▶ [DATA FOR THIS EXERCISE]:
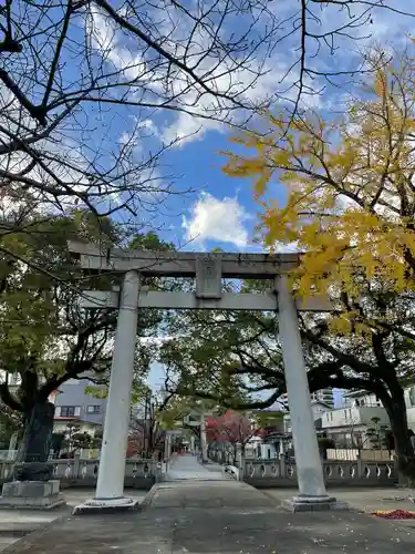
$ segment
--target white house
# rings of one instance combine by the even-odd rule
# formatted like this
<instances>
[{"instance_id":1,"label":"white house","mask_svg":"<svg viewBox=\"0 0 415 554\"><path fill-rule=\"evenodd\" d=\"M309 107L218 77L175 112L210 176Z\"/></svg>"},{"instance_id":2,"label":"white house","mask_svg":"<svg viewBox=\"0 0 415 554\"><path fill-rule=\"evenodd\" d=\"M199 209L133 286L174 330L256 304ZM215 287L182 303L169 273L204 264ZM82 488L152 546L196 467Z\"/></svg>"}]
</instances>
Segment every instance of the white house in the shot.
<instances>
[{"instance_id":1,"label":"white house","mask_svg":"<svg viewBox=\"0 0 415 554\"><path fill-rule=\"evenodd\" d=\"M375 394L364 391L345 394L342 408L322 417L322 429L336 447L371 448L367 430L381 427L390 427L386 410Z\"/></svg>"}]
</instances>

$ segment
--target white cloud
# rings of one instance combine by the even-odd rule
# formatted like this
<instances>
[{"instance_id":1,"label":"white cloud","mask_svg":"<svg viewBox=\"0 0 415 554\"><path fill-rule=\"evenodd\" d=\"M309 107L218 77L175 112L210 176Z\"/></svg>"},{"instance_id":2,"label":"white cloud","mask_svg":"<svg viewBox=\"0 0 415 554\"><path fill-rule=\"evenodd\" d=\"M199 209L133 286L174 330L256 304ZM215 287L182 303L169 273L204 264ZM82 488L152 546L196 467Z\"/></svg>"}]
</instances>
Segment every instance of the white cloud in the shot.
<instances>
[{"instance_id":1,"label":"white cloud","mask_svg":"<svg viewBox=\"0 0 415 554\"><path fill-rule=\"evenodd\" d=\"M187 240L217 240L238 247L248 244L248 230L245 222L250 216L237 198L216 198L204 193L191 207L191 217L183 219Z\"/></svg>"}]
</instances>

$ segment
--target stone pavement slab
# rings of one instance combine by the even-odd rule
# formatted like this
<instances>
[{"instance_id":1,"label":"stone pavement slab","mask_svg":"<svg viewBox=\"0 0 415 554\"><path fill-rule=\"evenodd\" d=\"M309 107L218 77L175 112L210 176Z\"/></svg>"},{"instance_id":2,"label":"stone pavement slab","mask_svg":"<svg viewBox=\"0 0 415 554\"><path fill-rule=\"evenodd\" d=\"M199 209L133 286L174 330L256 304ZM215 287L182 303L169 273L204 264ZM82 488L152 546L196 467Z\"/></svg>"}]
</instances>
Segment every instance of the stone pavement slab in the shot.
<instances>
[{"instance_id":1,"label":"stone pavement slab","mask_svg":"<svg viewBox=\"0 0 415 554\"><path fill-rule=\"evenodd\" d=\"M293 496L295 489L261 489L261 492L271 497L276 506L288 496ZM376 510L409 510L415 511L415 503L408 496L407 490L400 490L392 486L388 488L339 488L329 489L330 495L341 502L346 502L354 510L366 513L375 512ZM412 520L414 524L415 520ZM411 520L406 524L409 524Z\"/></svg>"},{"instance_id":2,"label":"stone pavement slab","mask_svg":"<svg viewBox=\"0 0 415 554\"><path fill-rule=\"evenodd\" d=\"M415 554L415 531L355 512L287 513L232 481L156 485L146 510L68 519L14 554Z\"/></svg>"},{"instance_id":3,"label":"stone pavement slab","mask_svg":"<svg viewBox=\"0 0 415 554\"><path fill-rule=\"evenodd\" d=\"M33 532L42 532L49 524L62 522L71 516L73 507L94 495L94 489L65 489L63 491L66 506L48 512L32 510L0 510L0 552L21 537ZM144 500L147 491L131 491L138 501ZM35 535L34 535L35 536Z\"/></svg>"},{"instance_id":4,"label":"stone pavement slab","mask_svg":"<svg viewBox=\"0 0 415 554\"><path fill-rule=\"evenodd\" d=\"M176 458L166 473L166 481L216 481L221 479L228 478L220 465L208 469L193 455Z\"/></svg>"}]
</instances>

▶ [THE PROBLEM]: Retype the listing above from its first line through the line containing "394L364 391L345 394L342", with both ends included, and leave the pictures out of your answer.

▶ [REPLY TO THE EXERCISE]:
$ segment
--target white house
# rings of one instance combine by the even-odd rule
# formatted like this
<instances>
[{"instance_id":1,"label":"white house","mask_svg":"<svg viewBox=\"0 0 415 554\"><path fill-rule=\"evenodd\" d=\"M309 107L218 77L175 112L210 176Z\"/></svg>"},{"instance_id":2,"label":"white house","mask_svg":"<svg viewBox=\"0 0 415 554\"><path fill-rule=\"evenodd\" d=\"M199 209L133 286L174 330L256 304ZM215 287L182 303L169 273L204 264ZM82 488L152 546L196 467Z\"/></svg>"}]
</instances>
Segment every instance of the white house in the shot.
<instances>
[{"instance_id":1,"label":"white house","mask_svg":"<svg viewBox=\"0 0 415 554\"><path fill-rule=\"evenodd\" d=\"M375 394L364 391L345 394L342 408L322 417L322 429L336 447L371 448L367 430L381 427L390 427L386 410Z\"/></svg>"}]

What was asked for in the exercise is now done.